-- SUPPLIED MATERIAL follows --

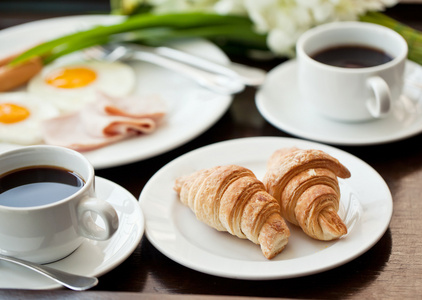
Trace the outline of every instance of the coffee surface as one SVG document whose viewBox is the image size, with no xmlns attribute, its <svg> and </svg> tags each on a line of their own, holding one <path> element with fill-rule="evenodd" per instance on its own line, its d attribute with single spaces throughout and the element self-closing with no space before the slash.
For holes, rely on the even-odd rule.
<svg viewBox="0 0 422 300">
<path fill-rule="evenodd" d="M 85 182 L 76 173 L 64 168 L 32 166 L 0 176 L 0 205 L 32 207 L 67 198 Z"/>
<path fill-rule="evenodd" d="M 341 68 L 369 68 L 392 60 L 391 56 L 379 49 L 355 45 L 323 49 L 311 57 L 323 64 Z"/>
</svg>

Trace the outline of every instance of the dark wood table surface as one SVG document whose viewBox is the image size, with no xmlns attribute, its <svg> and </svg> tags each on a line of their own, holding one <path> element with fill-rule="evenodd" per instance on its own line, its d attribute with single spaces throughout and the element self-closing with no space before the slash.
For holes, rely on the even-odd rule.
<svg viewBox="0 0 422 300">
<path fill-rule="evenodd" d="M 3 11 L 0 12 L 0 25 L 7 27 L 78 13 L 80 11 Z M 387 13 L 422 29 L 422 5 L 401 4 L 389 9 Z M 232 59 L 266 70 L 282 62 L 245 61 L 238 57 Z M 138 198 L 144 185 L 158 169 L 198 147 L 242 137 L 291 137 L 270 125 L 259 114 L 254 102 L 255 92 L 254 88 L 247 88 L 236 95 L 228 112 L 214 126 L 184 146 L 145 161 L 97 170 L 96 174 L 118 183 Z M 294 279 L 226 279 L 191 270 L 170 260 L 143 237 L 133 254 L 101 276 L 98 286 L 89 291 L 0 290 L 0 298 L 214 299 L 223 295 L 234 299 L 244 296 L 422 299 L 422 135 L 377 146 L 338 148 L 361 158 L 379 172 L 387 182 L 394 200 L 393 217 L 384 236 L 366 253 L 345 265 Z"/>
</svg>

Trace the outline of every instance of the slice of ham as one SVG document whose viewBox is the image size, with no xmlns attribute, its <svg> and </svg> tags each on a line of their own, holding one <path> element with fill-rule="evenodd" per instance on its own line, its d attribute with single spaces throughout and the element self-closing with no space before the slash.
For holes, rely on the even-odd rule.
<svg viewBox="0 0 422 300">
<path fill-rule="evenodd" d="M 44 142 L 77 151 L 97 149 L 153 132 L 166 114 L 157 95 L 111 98 L 98 94 L 82 110 L 43 123 Z"/>
</svg>

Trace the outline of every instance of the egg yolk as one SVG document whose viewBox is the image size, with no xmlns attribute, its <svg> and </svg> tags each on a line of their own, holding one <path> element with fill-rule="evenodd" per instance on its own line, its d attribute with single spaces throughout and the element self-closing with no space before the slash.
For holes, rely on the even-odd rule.
<svg viewBox="0 0 422 300">
<path fill-rule="evenodd" d="M 5 124 L 17 123 L 30 115 L 28 109 L 13 103 L 0 103 L 0 122 Z"/>
<path fill-rule="evenodd" d="M 95 71 L 85 67 L 64 68 L 51 72 L 45 82 L 58 88 L 74 89 L 87 86 L 96 78 Z"/>
</svg>

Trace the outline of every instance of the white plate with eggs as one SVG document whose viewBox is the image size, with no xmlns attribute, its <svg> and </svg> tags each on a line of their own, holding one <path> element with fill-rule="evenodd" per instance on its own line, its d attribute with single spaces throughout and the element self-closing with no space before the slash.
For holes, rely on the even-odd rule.
<svg viewBox="0 0 422 300">
<path fill-rule="evenodd" d="M 0 31 L 0 59 L 81 28 L 120 20 L 120 16 L 71 16 L 7 28 Z M 219 63 L 228 62 L 227 56 L 218 47 L 204 40 L 186 40 L 174 46 Z M 2 101 L 16 102 L 18 106 L 25 107 L 30 116 L 13 123 L 13 128 L 3 123 L 0 116 L 0 152 L 25 144 L 42 143 L 40 120 L 54 116 L 56 110 L 63 113 L 78 108 L 95 90 L 114 96 L 159 94 L 168 107 L 164 123 L 152 134 L 84 152 L 96 169 L 140 161 L 181 146 L 217 122 L 232 102 L 232 96 L 216 94 L 182 75 L 144 62 L 131 62 L 130 65 L 116 63 L 108 67 L 90 62 L 90 67 L 99 74 L 93 89 L 55 89 L 45 85 L 45 74 L 58 66 L 75 63 L 84 66 L 81 53 L 70 54 L 47 65 L 19 90 L 0 93 L 0 106 Z M 34 98 L 37 100 L 34 101 Z M 2 132 L 7 134 L 2 136 Z"/>
</svg>

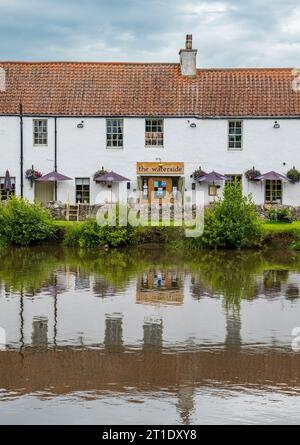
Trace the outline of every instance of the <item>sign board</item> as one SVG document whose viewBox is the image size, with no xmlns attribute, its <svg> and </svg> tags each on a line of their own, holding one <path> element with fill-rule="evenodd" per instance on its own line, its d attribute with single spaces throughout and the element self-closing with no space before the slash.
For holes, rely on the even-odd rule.
<svg viewBox="0 0 300 445">
<path fill-rule="evenodd" d="M 184 162 L 138 162 L 138 175 L 182 176 L 184 175 Z"/>
</svg>

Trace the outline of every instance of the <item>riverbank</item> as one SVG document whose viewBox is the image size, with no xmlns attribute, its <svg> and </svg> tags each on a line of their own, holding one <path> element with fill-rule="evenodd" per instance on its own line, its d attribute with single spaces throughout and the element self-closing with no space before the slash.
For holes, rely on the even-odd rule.
<svg viewBox="0 0 300 445">
<path fill-rule="evenodd" d="M 116 221 L 118 215 L 117 211 Z M 119 225 L 116 221 L 100 225 L 96 218 L 82 222 L 55 220 L 39 204 L 13 197 L 0 207 L 0 246 L 52 242 L 68 247 L 102 249 L 168 244 L 195 251 L 266 246 L 300 250 L 300 222 L 262 220 L 251 199 L 241 195 L 238 184 L 227 187 L 224 199 L 215 202 L 211 209 L 205 209 L 202 232 L 201 224 L 197 224 L 198 230 L 193 232 L 193 228 L 176 225 L 174 221 L 169 221 L 168 225 L 161 221 L 157 226 L 149 222 L 137 227 Z"/>
<path fill-rule="evenodd" d="M 82 221 L 54 221 L 54 226 L 57 229 L 56 241 L 73 247 L 78 245 L 78 234 L 83 230 L 85 224 L 86 222 Z M 294 221 L 292 223 L 261 221 L 261 228 L 263 232 L 261 248 L 274 247 L 276 249 L 293 248 L 300 250 L 300 221 Z M 126 230 L 126 228 L 124 229 Z M 119 228 L 111 228 L 112 233 L 114 230 L 117 234 Z M 117 238 L 119 237 L 116 237 L 116 239 Z M 173 247 L 193 246 L 193 238 L 186 238 L 182 227 L 136 228 L 134 231 L 134 239 L 131 241 L 132 242 L 128 243 L 129 245 L 171 244 Z M 197 244 L 198 248 L 199 244 L 195 244 Z M 96 247 L 96 243 L 95 245 L 86 247 Z"/>
</svg>

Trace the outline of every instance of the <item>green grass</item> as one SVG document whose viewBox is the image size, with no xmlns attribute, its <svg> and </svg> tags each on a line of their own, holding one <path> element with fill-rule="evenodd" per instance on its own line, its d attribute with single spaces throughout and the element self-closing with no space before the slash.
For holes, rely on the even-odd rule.
<svg viewBox="0 0 300 445">
<path fill-rule="evenodd" d="M 300 232 L 300 221 L 294 221 L 292 223 L 264 222 L 263 228 L 269 233 Z"/>
<path fill-rule="evenodd" d="M 63 220 L 56 220 L 54 221 L 54 224 L 59 229 L 64 229 L 68 227 L 75 227 L 79 224 L 83 224 L 84 221 L 63 221 Z M 263 222 L 262 223 L 264 230 L 267 232 L 293 232 L 293 231 L 299 231 L 300 232 L 300 221 L 294 221 L 292 223 L 279 223 L 279 222 Z"/>
<path fill-rule="evenodd" d="M 65 229 L 68 227 L 75 227 L 78 224 L 82 224 L 83 221 L 64 221 L 64 220 L 55 220 L 53 221 L 54 225 L 58 228 L 58 229 Z"/>
</svg>

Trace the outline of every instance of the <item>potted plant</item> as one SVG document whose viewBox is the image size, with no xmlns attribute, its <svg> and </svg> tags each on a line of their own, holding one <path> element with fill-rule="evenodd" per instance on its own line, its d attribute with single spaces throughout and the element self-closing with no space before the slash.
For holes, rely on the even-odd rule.
<svg viewBox="0 0 300 445">
<path fill-rule="evenodd" d="M 299 172 L 299 170 L 297 170 L 296 168 L 295 168 L 295 166 L 293 166 L 293 168 L 291 168 L 288 172 L 287 172 L 287 177 L 289 178 L 289 180 L 291 181 L 291 182 L 293 182 L 294 184 L 296 183 L 296 182 L 299 182 L 300 181 L 300 172 Z"/>
<path fill-rule="evenodd" d="M 108 173 L 107 170 L 105 170 L 104 167 L 102 167 L 101 170 L 98 170 L 96 173 L 94 173 L 94 181 L 96 180 L 96 178 L 98 178 L 99 176 L 103 176 L 106 175 Z"/>
<path fill-rule="evenodd" d="M 41 178 L 42 176 L 42 173 L 39 170 L 35 170 L 33 166 L 25 172 L 25 177 L 31 182 L 31 187 L 33 186 L 34 181 Z"/>
<path fill-rule="evenodd" d="M 197 170 L 194 171 L 194 173 L 191 175 L 191 178 L 193 179 L 199 179 L 202 176 L 206 175 L 206 172 L 202 170 L 201 167 L 199 167 Z"/>
<path fill-rule="evenodd" d="M 257 181 L 257 177 L 261 176 L 261 172 L 259 170 L 256 170 L 255 167 L 251 168 L 250 170 L 247 170 L 245 172 L 245 176 L 248 179 L 248 181 Z"/>
</svg>

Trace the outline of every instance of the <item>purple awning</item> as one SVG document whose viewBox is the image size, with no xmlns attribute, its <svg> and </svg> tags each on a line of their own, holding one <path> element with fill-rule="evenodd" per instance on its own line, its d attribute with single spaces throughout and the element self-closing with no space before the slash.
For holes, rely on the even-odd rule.
<svg viewBox="0 0 300 445">
<path fill-rule="evenodd" d="M 268 173 L 265 173 L 264 175 L 257 176 L 255 178 L 257 181 L 289 181 L 289 178 L 285 175 L 281 175 L 280 173 L 276 173 L 274 171 L 270 171 Z"/>
<path fill-rule="evenodd" d="M 6 170 L 6 173 L 5 173 L 3 188 L 6 192 L 11 192 L 13 189 L 10 174 L 9 174 L 8 170 Z"/>
<path fill-rule="evenodd" d="M 72 181 L 72 178 L 62 175 L 58 172 L 51 172 L 41 178 L 37 179 L 38 182 L 61 182 L 61 181 Z"/>
<path fill-rule="evenodd" d="M 201 176 L 201 178 L 198 179 L 199 182 L 216 182 L 225 180 L 226 176 L 221 175 L 221 173 L 217 173 L 215 171 L 212 171 L 211 173 Z"/>
<path fill-rule="evenodd" d="M 128 182 L 130 179 L 124 178 L 124 176 L 118 175 L 115 172 L 106 173 L 106 175 L 100 175 L 95 178 L 96 182 Z"/>
</svg>

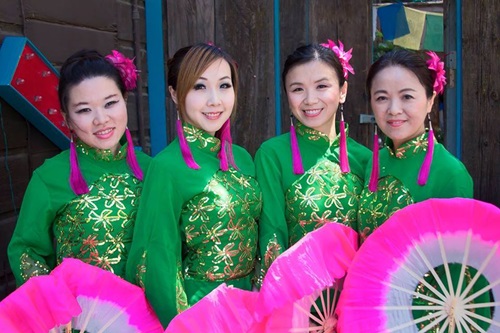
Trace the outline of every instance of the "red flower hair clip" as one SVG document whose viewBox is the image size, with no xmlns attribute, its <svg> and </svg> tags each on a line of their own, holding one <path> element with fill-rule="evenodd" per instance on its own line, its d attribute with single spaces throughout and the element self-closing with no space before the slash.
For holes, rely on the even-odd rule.
<svg viewBox="0 0 500 333">
<path fill-rule="evenodd" d="M 354 68 L 352 68 L 351 64 L 349 64 L 349 60 L 351 60 L 352 58 L 352 48 L 346 52 L 344 51 L 344 44 L 342 44 L 340 40 L 338 41 L 338 43 L 339 45 L 337 46 L 337 44 L 335 44 L 333 40 L 329 39 L 328 43 L 322 43 L 320 45 L 332 50 L 337 58 L 339 58 L 340 64 L 342 65 L 342 68 L 344 70 L 344 78 L 347 80 L 349 72 L 351 74 L 354 74 Z"/>
<path fill-rule="evenodd" d="M 436 79 L 434 80 L 434 91 L 438 94 L 444 93 L 444 86 L 446 85 L 446 71 L 444 70 L 444 62 L 439 59 L 439 56 L 433 52 L 426 52 L 430 57 L 427 60 L 427 67 L 436 72 Z"/>
<path fill-rule="evenodd" d="M 137 86 L 138 71 L 137 67 L 134 65 L 133 59 L 125 57 L 116 50 L 111 51 L 111 54 L 108 54 L 105 58 L 118 69 L 127 91 L 135 89 Z"/>
</svg>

-- SUPPLIED MATERIAL concluded --

### TASK REQUIREMENTS
Return every line of the entries above that the string "surface" appears in.

### EXERCISE OUTPUT
Trace the outline of every instance of the coffee surface as one SVG document whose viewBox is the image size, with no xmlns attribute, its <svg> and </svg> tags each on a line of their own, holding one <path> element with fill-rule="evenodd" per instance on its own line, its d attribute with single spaces throughout and the element self-closing with no space before the slash.
Trace the outline of every instance of the dark wood table surface as one SVG document whose viewBox is the image size, with no xmlns attribute, its <svg> and </svg> tags each on a line of their own, holding one <path> element with fill-rule="evenodd" per instance on its own line, its d attribute with single spaces throughout and the element self-closing with no space before the slash.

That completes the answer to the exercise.